Top of Provided records
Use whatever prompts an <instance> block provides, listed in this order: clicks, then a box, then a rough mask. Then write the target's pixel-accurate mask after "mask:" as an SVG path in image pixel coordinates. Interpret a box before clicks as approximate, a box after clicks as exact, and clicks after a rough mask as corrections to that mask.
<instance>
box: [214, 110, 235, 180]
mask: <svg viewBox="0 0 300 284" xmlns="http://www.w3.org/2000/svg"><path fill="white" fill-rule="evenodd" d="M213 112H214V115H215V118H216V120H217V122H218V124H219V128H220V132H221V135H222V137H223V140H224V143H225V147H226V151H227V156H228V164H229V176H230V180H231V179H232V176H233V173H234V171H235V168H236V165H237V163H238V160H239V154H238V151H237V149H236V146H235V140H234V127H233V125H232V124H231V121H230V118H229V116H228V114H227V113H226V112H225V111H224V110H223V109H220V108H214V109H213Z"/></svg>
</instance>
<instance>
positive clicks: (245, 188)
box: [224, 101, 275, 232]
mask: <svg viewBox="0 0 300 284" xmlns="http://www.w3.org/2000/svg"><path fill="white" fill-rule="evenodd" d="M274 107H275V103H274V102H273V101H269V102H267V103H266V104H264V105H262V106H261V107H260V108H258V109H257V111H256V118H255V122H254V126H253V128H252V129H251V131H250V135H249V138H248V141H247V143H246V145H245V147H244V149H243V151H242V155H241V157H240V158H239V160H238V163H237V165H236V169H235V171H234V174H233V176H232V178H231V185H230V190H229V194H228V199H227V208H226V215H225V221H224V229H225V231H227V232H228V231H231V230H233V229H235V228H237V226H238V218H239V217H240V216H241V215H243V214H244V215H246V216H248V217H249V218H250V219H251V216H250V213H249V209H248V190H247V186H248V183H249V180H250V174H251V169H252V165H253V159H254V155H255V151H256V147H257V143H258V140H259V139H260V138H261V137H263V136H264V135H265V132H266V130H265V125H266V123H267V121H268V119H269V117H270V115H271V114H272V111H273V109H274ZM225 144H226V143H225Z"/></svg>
Bottom of Provided records
Work to complete: In the answer, the listing above should be restated word for word.

Result for this exercise:
Use whatever prompts an <instance> block provides, listed in this order: clicks, then a box, then a rough mask. Then write the target's pixel-accurate mask after "mask:" as an SVG path in image pixel coordinates. Interpret a box before clicks as approximate, a box after clicks as exact, and clicks after a rough mask as corrections to that mask.
<instance>
box: [214, 110, 235, 180]
mask: <svg viewBox="0 0 300 284" xmlns="http://www.w3.org/2000/svg"><path fill="white" fill-rule="evenodd" d="M213 112H214V115H215V118H216V120H217V122H218V124H219V128H220V132H221V135H222V137H223V140H224V143H225V147H226V151H227V156H228V164H229V176H230V180H231V179H232V176H233V173H234V171H235V168H236V165H237V163H238V160H239V154H238V151H237V149H236V146H235V140H234V127H233V125H232V124H231V121H230V118H229V116H228V114H227V113H226V112H225V111H224V110H223V109H220V108H214V109H213Z"/></svg>
</instance>
<instance>
positive clicks: (245, 188)
box: [224, 101, 275, 232]
mask: <svg viewBox="0 0 300 284" xmlns="http://www.w3.org/2000/svg"><path fill="white" fill-rule="evenodd" d="M274 107H275V103H274V102H273V101H269V102H267V103H266V104H264V105H262V106H261V107H260V108H258V109H257V111H256V118H255V122H254V126H253V128H252V129H251V131H250V135H249V138H248V141H247V143H246V145H245V147H244V149H243V151H242V155H241V157H240V158H239V160H238V163H237V165H236V169H235V171H234V174H233V176H232V178H231V185H230V190H229V194H228V199H227V208H226V215H225V221H224V229H225V231H227V232H228V231H231V230H233V229H235V228H237V226H238V218H239V217H240V216H241V215H243V214H244V215H246V216H248V217H249V218H250V219H251V216H250V213H249V209H248V190H247V186H248V183H249V180H250V174H251V169H252V165H253V159H254V155H255V151H256V147H257V143H258V140H259V139H260V138H261V137H263V136H264V135H265V132H266V130H265V125H266V123H267V121H268V119H269V117H270V115H271V114H272V111H273V109H274ZM225 144H226V143H225Z"/></svg>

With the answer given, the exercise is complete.